TASK OBJECTIVE -> All of the records below should be output exactly.
[Begin]
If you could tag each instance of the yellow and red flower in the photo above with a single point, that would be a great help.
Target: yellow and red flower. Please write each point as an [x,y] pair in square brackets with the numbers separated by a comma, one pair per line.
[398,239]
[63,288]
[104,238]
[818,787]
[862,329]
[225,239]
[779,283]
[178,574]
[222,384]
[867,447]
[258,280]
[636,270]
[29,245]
[End]
OUTPUT FOR THIS TASK ->
If you could tag each instance of the yellow and red flower in the photo above with a single point, that would be a great help.
Target: yellow and red flower. Please write each point as an [x,y] pair in square brackets with the numbers separated by a comma, one pair per line.
[398,239]
[63,288]
[104,238]
[818,787]
[862,329]
[225,239]
[779,283]
[178,574]
[222,384]
[867,447]
[258,280]
[636,270]
[29,245]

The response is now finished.